■ Instructions for the task ■
Please copy out every one of the records below, word for word.

------------------------------

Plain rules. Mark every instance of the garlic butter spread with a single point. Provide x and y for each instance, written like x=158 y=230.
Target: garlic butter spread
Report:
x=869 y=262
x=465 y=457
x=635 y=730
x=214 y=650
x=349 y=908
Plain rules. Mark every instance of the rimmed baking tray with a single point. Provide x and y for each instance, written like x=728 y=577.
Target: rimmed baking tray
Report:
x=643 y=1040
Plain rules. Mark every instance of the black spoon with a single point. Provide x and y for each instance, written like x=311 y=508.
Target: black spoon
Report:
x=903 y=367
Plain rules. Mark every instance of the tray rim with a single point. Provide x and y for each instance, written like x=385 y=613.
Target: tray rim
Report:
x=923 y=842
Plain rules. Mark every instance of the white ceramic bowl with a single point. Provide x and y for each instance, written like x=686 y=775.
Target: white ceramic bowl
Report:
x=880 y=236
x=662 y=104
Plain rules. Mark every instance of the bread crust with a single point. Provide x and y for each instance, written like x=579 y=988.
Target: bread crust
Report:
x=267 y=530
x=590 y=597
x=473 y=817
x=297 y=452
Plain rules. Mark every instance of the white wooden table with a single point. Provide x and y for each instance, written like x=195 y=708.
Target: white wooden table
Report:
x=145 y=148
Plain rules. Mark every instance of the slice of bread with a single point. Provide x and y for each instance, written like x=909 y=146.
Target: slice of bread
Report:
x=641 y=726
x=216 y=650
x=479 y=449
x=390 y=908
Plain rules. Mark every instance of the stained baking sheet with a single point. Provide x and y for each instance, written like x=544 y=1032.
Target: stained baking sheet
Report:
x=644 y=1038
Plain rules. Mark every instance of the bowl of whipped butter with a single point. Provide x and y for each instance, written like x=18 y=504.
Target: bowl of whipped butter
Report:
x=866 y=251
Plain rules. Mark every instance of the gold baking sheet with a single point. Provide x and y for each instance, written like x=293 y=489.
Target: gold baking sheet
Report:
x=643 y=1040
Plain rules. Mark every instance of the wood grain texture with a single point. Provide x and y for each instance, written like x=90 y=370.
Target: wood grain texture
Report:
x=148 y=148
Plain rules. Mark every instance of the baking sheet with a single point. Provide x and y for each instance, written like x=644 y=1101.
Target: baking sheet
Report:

------------------------------

■ Exercise result ■
Plain rules. Mark every instance of the garlic butter spread with a single point. Provide x and y for each instance, written like x=158 y=230.
Target: garlic butter spread
Report:
x=869 y=262
x=465 y=457
x=635 y=730
x=214 y=650
x=349 y=908
Plain rules. Mark every instance of the rimmed baking tray with a single point. Provide x and y for each instance, written like x=728 y=577.
Target: rimmed baking tray
Report:
x=643 y=1040
Plain rules. Mark every instance of the black spoon with a single point. Provide x and y for each instance, written like x=311 y=508.
Target: black spoon
Report:
x=903 y=367
Plain rules. Mark every instance of the tray rim with a single point. Provide x and y for each instance, written like x=385 y=613.
Target: tray rim
Report:
x=923 y=842
Plain rules. Mark every instance of the white ceramic bowl with a single point. Provide x and y for each instance, written like x=686 y=775.
Target: white ceramic bowl
Report:
x=880 y=236
x=662 y=104
Plain rules. Mark every instance of the bread crust with a single point. Provide x and y for each instance, written like x=579 y=988.
Target: bread crust
Report:
x=267 y=530
x=590 y=597
x=473 y=817
x=297 y=452
Plain rules. Mark every instance of the white wooden table with a single point. Provide x and y for each instance, written like x=195 y=708.
Target: white wooden table
Report:
x=145 y=148
Plain rules. Mark every instance of the slice of bread with a single point. Provide x and y for each instance, written like x=909 y=146.
Target: slice of bread
Report:
x=641 y=726
x=216 y=650
x=479 y=449
x=390 y=908
Plain rules. Mark every instance of the stained baking sheet with a single point. Provide x and y for each instance, written like x=544 y=1032.
Target: stained baking sheet
Report:
x=644 y=1038
Plain rules. Mark every instance of the bowl of whipped butter with a single point. Provide x and y for each instance, written like x=18 y=504.
Target: bowl of whipped butter
Report:
x=866 y=251
Plain rules. Mark every instance of the gold baking sheet with a single point. Provide x and y for each instance, written like x=293 y=489.
Target: gold baking sheet
Report:
x=643 y=1040
Plain rules. Mark every instance of the wood grain texture with a single point. Provide x and y for each instance, written like x=90 y=370.
Target: wood grain texture
Report:
x=148 y=148
Plain rules. Mark every instance of the baking sheet with a single point. Provide x and y for each instance, written like x=644 y=1101.
Target: baking sheet
Report:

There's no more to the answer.